Exercises to complete
A: Answer these questions from the passage on building a professional network:
(i) What hobby did the author take up a couple of years ago?
(ii) Who became an informal advisor to Atlantis Trident?
(iii) By what deadline did the author make a habit of sending a follow-up message?
B: Carry on the passage on building a professional network, starting after its final sentence.
-- Extract provided follows --
I can give you a concrete example of this — one I didn’t see coming at all.
The Hobby That Opened More Doors Than Any Conference
A couple of years ago, I picked up equestrian riding.
It wasn’t a calculated networking move. I genuinely wanted to learn something difficult, something that had nothing to do with spreadsheets or deal flow. I wanted a place where I was a complete beginner — humbled, focused, outside my comfort zone. Riding gave me that.
What I didn’t expect was who I’d meet at the stables.
Equestrian communities, especially in the circles I started moving in, draw a particular kind of person: disciplined, patient, comfortable with long time horizons, often quietly accomplished. These aren’t people who announce themselves at industry events. They’re people who show up every weekend, care for their horses, and build relationships the same way they ride — steadily, with attention to detail.
Within a year of riding consistently, I had developed genuine friendships with a family office principal, two founders who had successfully exited their companies, and a seasoned operator who later became an informal advisor to Atlantis Trident. None of these connections came through LinkedIn. None of them started with a pitch. They started with early mornings, shared frustrations about getting the canter transition right, and the kind of easy conversation that happens when you’re both focused on something other than business.
That’s the thing about hobbies that attract serious people: the relationship forms first, around something real. The professional dimension comes later, naturally, because trust is already there.
I’m not suggesting you take up riding specifically. But I am suggesting that whatever you’re genuinely curious about — pursue it. Pursue it in rooms with other people. The network that emerges from shared passion is sturdier than anything you’ll build at a mixer.
Follow Up Like It’s Your Job. Because It Is.
I cannot overstate this: the difference between a conversation and a relationship is follow-up.
After every meaningful interaction, I built a habit. Same day, if possible — definitely within 24 hours. A short message. Something specific to what we talked about. Not a template. Not a generic “great to meet you.” A sentence or two that proved I was actually present in the conversation.
This habit, more than anything else, separated me from the noise. Most people don’t follow up. Or if they do, they do it once and move on. The ones who follow through consistently — who resurface with something relevant months later, who remember what you told them, who treat a relationship as something to be tended — those are the people everyone wants to stay close to.
-- Extract provided concluded --
-- Study material follows --
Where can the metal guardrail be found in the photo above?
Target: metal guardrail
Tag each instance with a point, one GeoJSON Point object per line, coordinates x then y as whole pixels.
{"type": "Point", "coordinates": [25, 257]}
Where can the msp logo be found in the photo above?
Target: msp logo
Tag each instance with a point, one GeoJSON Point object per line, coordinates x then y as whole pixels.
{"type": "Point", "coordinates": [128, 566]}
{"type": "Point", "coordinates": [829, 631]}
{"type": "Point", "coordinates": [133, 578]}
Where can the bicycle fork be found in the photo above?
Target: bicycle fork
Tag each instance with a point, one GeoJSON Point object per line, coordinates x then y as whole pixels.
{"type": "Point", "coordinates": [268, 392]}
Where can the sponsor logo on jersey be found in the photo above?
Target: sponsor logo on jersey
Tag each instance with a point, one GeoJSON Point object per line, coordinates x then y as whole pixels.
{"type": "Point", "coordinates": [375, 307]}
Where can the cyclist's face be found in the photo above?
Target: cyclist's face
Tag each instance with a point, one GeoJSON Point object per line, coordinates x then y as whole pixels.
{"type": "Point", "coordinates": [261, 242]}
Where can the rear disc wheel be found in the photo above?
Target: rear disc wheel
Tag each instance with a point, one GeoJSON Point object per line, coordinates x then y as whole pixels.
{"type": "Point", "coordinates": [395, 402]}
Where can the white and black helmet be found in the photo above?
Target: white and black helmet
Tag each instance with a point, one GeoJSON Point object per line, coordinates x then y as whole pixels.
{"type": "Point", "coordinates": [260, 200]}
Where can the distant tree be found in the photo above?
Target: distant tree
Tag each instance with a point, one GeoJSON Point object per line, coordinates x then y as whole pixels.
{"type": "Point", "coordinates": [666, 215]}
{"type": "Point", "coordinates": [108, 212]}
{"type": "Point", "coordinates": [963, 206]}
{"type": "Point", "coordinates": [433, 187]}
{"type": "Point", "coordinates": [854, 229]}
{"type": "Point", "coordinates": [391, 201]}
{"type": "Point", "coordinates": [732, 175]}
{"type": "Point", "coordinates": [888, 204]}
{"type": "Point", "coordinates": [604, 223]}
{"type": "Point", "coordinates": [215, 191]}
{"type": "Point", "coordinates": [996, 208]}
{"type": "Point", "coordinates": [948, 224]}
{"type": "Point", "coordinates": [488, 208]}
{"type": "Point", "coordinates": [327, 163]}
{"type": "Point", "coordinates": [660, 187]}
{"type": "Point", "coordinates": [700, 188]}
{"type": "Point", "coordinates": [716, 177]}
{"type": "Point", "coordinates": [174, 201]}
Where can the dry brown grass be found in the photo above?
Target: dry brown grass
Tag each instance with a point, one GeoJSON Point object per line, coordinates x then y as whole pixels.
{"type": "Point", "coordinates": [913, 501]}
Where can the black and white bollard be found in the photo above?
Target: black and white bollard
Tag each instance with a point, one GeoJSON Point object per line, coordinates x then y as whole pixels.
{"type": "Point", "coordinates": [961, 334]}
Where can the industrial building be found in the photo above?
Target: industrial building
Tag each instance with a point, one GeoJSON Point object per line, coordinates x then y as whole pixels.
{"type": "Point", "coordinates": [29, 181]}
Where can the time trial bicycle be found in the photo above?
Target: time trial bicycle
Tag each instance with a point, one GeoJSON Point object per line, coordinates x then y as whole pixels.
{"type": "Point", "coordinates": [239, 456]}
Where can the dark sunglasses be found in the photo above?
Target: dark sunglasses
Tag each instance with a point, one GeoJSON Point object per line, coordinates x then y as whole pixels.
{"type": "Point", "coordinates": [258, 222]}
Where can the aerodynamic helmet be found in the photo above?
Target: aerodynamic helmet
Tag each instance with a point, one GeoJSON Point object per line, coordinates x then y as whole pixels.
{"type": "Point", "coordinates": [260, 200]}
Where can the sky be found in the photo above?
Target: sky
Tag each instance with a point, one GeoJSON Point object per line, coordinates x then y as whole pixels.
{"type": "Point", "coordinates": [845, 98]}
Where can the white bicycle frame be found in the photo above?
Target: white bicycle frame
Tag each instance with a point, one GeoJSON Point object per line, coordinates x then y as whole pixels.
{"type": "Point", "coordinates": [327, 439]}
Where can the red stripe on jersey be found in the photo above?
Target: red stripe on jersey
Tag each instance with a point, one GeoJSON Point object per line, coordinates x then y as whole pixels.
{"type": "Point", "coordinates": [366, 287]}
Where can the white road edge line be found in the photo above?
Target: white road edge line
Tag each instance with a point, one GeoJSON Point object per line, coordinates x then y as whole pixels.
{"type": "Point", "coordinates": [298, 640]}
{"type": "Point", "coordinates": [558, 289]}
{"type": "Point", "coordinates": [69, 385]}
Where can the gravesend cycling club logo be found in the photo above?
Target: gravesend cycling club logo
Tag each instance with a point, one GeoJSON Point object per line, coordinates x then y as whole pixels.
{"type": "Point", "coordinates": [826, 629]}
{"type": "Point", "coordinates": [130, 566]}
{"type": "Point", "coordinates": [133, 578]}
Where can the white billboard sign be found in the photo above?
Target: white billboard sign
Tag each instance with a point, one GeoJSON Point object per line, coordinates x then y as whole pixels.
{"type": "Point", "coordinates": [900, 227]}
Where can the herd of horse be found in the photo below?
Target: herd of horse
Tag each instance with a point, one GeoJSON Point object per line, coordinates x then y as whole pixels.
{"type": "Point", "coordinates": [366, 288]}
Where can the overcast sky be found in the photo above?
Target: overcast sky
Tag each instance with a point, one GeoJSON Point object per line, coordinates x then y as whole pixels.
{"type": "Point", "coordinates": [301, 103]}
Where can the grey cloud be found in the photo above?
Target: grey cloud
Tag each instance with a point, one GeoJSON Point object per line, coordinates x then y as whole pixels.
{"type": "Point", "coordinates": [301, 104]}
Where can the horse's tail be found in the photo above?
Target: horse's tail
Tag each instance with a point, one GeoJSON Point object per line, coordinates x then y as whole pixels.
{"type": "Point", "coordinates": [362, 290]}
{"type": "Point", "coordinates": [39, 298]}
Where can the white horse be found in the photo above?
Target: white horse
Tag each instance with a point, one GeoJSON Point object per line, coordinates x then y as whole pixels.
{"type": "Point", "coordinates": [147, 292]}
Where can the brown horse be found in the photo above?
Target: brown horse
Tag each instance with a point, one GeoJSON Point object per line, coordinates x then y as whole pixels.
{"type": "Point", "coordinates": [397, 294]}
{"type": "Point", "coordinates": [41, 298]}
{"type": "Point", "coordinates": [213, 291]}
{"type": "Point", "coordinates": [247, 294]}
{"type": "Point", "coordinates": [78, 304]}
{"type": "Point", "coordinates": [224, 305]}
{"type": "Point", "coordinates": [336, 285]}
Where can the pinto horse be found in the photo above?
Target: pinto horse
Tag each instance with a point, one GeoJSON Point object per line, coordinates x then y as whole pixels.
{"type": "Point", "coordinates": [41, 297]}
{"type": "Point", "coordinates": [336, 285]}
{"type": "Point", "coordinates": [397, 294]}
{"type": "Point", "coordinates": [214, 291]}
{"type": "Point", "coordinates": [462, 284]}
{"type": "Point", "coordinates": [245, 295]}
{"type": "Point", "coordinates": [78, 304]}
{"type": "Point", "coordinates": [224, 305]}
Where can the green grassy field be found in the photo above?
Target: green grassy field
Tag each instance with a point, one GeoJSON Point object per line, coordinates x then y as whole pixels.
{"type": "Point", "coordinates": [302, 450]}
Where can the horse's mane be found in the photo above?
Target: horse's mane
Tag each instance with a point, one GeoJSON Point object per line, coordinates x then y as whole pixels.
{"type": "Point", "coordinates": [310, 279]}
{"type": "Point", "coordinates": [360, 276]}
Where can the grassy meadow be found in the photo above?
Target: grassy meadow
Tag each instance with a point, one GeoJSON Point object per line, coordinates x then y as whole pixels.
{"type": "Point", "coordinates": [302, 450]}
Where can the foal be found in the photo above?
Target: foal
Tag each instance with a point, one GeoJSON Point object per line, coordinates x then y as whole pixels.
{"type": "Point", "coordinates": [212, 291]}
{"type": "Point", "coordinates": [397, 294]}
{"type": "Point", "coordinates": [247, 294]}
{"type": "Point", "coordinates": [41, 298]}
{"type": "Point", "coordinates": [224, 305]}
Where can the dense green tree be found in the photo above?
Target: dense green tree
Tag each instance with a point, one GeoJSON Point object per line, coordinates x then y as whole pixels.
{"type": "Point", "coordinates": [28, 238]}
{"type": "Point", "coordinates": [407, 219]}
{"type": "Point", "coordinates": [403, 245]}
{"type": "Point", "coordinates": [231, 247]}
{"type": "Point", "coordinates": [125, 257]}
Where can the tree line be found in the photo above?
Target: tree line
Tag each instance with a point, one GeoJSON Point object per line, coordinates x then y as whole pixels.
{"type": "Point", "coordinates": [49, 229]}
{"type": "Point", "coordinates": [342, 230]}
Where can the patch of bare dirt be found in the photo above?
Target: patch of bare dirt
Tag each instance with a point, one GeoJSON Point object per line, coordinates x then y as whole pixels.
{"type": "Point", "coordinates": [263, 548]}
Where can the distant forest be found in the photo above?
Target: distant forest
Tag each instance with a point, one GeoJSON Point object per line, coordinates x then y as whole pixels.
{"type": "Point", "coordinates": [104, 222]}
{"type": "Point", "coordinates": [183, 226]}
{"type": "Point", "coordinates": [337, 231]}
-- Study material concluded --
Task-by-task results
A:
(i) Equestrian riding.
(ii) A seasoned operator whom the author befriended through riding.
(iii) Within 24 hours, and the same day if possible.

B:
Be that person.
Give Referrals Freely and Gratefully Accept Them
One of the fastest ways to build credibility in any professional ecosystem is to become someone who connects people well. When you introduce two people who genuinely should know each other — and that introduction creates value for both of them — they both think better of you. You’ve just demonstrated judgment.
At Atlantis Trident, some of our most productive relationships emerged not from direct outreach, but from referrals inside a network I’d spent years cultivating. A trusted contact who vouched for us opened a door no cold email ever could.
And when someone refers you? Honor that. Make the person who vouched for you look good. That’s the flywheel.
Be Patient. Networks Aren’t Built. They’re Grown.
The hardest lesson, honestly, is the one nobody wants to hear: this takes time.
I didn’t build the network that enables my work today in a year. It was the accumulation of hundreds of small interactions, maintained relationships, referrals given and received, follow-up emails, coffees, calls, dinners, and moments of just being genuinely interested in other people and what they were building.
There’s no shortcut that works at scale. There are only habits, practiced consistently, over a long period of time.
If you’re starting from zero today — good. That’s exactly where I started. Just start.
Aaron Dancel is a co-founder and Managing Partner at Atlantis Trident Equity Ventures, a private equity firm focused on operational value creation across growth-stage companies.